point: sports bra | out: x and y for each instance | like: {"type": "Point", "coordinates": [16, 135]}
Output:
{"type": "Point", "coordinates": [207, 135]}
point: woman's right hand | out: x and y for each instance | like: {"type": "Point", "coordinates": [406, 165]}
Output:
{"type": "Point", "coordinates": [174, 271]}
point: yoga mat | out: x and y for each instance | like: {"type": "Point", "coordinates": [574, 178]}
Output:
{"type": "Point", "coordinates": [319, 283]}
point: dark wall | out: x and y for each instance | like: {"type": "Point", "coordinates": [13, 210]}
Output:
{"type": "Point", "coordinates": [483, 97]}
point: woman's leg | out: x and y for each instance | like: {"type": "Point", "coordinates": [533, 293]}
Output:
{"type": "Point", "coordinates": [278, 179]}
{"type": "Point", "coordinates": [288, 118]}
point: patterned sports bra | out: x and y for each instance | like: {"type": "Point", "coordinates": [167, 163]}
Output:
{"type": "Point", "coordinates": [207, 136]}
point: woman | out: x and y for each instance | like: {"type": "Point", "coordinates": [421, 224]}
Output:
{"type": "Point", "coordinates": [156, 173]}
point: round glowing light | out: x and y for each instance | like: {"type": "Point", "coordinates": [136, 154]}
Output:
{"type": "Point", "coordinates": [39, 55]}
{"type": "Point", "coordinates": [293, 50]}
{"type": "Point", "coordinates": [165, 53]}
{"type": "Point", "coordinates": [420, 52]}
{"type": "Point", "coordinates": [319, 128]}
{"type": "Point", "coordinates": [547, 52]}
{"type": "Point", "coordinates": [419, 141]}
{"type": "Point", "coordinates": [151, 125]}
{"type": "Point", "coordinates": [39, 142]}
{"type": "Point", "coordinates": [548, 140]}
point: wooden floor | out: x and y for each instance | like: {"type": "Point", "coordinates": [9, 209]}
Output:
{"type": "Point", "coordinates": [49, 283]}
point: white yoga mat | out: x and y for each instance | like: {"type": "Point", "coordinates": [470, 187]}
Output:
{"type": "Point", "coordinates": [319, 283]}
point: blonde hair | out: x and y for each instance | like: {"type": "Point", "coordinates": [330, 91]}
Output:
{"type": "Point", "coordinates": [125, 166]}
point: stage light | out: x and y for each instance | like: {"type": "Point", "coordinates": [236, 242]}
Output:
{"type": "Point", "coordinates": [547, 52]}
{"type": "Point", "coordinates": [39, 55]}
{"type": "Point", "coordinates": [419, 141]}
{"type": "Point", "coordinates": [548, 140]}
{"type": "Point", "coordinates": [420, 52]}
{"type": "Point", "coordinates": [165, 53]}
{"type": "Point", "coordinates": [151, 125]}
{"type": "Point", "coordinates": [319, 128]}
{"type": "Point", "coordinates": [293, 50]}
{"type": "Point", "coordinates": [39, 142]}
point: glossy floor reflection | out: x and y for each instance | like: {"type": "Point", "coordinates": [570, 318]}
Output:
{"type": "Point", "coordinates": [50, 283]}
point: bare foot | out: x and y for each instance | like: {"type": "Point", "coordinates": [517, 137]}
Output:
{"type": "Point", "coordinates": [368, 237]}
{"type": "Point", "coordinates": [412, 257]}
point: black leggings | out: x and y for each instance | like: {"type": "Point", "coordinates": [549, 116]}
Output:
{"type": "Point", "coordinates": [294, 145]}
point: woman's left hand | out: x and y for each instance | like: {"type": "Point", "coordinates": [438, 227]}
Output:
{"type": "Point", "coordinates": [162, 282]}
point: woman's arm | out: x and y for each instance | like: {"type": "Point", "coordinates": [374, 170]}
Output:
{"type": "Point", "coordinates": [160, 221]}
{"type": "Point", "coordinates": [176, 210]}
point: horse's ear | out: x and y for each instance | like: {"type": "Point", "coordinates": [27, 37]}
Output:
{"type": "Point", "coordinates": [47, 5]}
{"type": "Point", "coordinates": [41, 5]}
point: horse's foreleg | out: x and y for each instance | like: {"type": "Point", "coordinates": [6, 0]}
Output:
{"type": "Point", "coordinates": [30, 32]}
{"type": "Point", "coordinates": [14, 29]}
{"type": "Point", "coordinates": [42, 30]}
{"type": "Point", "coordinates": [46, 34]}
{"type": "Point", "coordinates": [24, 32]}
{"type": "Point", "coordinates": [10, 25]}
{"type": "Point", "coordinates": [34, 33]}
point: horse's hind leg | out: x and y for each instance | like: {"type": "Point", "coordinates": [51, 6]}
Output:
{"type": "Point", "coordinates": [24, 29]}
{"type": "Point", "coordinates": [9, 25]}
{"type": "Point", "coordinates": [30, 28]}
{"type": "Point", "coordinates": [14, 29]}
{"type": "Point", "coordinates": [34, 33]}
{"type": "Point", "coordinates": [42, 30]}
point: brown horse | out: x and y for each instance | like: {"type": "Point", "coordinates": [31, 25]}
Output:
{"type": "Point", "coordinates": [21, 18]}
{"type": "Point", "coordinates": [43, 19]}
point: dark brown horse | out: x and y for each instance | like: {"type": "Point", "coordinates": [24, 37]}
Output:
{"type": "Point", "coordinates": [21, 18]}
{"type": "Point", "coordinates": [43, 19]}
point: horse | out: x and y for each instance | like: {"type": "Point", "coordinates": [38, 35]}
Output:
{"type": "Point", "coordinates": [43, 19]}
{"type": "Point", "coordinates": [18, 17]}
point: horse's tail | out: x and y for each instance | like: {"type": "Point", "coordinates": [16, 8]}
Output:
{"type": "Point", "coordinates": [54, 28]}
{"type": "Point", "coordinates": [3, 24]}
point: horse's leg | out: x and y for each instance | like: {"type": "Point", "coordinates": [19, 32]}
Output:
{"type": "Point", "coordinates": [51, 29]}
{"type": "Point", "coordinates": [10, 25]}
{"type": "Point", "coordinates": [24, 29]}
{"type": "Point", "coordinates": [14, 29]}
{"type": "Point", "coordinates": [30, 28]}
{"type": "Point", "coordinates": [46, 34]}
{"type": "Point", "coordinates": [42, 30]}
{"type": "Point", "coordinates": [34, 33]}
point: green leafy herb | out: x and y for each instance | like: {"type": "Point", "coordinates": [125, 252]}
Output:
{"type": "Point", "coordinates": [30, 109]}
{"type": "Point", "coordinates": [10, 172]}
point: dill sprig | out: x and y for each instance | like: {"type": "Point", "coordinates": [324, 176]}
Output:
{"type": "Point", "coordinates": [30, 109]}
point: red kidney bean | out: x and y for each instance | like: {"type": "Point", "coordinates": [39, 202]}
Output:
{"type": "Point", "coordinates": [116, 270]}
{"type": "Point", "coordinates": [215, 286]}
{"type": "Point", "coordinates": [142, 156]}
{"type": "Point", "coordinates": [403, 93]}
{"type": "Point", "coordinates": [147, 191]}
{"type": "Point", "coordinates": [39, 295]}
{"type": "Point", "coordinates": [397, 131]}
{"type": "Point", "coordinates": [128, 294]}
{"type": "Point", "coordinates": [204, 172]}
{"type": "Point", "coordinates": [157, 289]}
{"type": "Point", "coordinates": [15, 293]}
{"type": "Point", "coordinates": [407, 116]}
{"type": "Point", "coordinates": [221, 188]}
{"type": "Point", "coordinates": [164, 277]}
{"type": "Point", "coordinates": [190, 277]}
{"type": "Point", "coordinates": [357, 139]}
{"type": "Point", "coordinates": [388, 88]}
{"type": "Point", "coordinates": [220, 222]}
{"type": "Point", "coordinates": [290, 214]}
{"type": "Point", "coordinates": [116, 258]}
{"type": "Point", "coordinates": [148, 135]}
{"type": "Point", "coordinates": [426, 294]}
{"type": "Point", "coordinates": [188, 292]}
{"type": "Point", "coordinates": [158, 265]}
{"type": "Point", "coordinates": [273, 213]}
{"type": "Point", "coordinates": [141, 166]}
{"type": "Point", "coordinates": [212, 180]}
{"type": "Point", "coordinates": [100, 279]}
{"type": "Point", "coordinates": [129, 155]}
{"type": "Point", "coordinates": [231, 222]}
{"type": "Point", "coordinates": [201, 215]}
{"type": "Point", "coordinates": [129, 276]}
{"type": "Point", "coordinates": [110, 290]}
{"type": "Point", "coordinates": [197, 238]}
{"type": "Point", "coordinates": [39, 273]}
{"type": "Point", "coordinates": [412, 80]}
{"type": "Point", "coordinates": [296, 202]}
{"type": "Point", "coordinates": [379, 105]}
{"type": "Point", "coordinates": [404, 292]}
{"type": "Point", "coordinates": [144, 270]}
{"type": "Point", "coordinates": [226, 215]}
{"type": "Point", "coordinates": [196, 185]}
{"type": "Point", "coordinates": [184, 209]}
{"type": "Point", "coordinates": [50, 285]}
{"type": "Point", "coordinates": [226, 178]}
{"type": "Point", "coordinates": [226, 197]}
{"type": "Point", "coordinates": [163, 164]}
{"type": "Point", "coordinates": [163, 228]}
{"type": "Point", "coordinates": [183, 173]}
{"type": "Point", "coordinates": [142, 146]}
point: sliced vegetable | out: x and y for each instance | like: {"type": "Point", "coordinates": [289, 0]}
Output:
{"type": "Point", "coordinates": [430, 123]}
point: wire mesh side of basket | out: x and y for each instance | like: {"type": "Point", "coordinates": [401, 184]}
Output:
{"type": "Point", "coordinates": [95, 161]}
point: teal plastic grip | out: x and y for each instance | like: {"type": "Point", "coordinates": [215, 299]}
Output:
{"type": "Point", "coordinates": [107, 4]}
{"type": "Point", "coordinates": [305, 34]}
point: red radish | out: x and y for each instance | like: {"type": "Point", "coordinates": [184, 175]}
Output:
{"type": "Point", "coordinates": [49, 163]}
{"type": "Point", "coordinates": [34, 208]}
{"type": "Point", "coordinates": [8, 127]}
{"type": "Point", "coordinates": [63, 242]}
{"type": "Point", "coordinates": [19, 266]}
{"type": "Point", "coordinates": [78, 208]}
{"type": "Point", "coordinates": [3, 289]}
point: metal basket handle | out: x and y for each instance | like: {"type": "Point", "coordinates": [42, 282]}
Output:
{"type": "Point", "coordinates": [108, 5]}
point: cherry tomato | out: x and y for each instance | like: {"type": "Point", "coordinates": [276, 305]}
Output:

(The request):
Starting with the line that contains "point: sliced vegetable", output every line through the end of the listing above, unchanged.

(Output of the exercise):
point: sliced vegetable | out: x and y for each instance | like: {"type": "Point", "coordinates": [289, 0]}
Output:
{"type": "Point", "coordinates": [430, 123]}
point: wire mesh side of basket | out: x and y for each instance | like: {"type": "Point", "coordinates": [401, 184]}
Output:
{"type": "Point", "coordinates": [95, 161]}
point: teal plastic grip | out: x and y for each instance | like: {"type": "Point", "coordinates": [215, 299]}
Output:
{"type": "Point", "coordinates": [107, 4]}
{"type": "Point", "coordinates": [305, 34]}
point: red radish | out: x and y for each instance | like: {"type": "Point", "coordinates": [184, 175]}
Output:
{"type": "Point", "coordinates": [49, 163]}
{"type": "Point", "coordinates": [34, 208]}
{"type": "Point", "coordinates": [8, 127]}
{"type": "Point", "coordinates": [63, 242]}
{"type": "Point", "coordinates": [19, 266]}
{"type": "Point", "coordinates": [78, 208]}
{"type": "Point", "coordinates": [3, 289]}
point: metal basket handle | out: x and y for each instance | like: {"type": "Point", "coordinates": [42, 282]}
Output:
{"type": "Point", "coordinates": [108, 5]}
point: cherry tomato | out: x and y for each instance | like: {"type": "Point", "coordinates": [276, 305]}
Output:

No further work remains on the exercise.